• **GOAL OF THE EXERCISE**:
Starting with the line that contains "Look at the photo above. For every instance of the attic" and stopping after the line that contains "person's leg, which", return each line below exactly as written, with no others.

• **RECORDS TO PROCESS**:
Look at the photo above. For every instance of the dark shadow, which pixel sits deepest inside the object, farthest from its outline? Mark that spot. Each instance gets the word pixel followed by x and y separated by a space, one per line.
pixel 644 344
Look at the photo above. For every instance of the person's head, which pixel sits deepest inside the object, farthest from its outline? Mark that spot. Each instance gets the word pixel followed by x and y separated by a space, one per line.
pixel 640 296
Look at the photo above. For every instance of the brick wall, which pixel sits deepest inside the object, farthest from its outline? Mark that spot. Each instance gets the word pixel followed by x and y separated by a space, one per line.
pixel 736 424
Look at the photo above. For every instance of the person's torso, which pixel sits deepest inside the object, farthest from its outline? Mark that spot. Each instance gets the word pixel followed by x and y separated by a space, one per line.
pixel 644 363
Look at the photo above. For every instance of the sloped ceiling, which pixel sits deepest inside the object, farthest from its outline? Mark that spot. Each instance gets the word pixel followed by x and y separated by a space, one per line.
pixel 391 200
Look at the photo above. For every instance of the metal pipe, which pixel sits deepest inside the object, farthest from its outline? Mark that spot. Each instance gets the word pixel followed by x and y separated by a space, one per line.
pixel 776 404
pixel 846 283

* * *

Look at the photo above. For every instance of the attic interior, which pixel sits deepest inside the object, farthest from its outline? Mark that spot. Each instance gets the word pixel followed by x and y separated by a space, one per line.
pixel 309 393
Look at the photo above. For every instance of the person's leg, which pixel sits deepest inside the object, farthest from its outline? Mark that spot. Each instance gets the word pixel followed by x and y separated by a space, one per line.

• **OUTPUT FOR THIS EXERCISE**:
Look at the photo above. For every instance of the attic interior, which pixel sits deepest inside the object, farthest from its outline? Mark that spot. Each instance gets the word pixel followed by x and y separated by a space, one per line.
pixel 309 393
Look at the photo above. For every instance of the person's leg, which pixel sits deepest inside the object, farthest from its outline? Mark that spot. Each instance gets the word pixel followed by x and y separated by a space, one per line.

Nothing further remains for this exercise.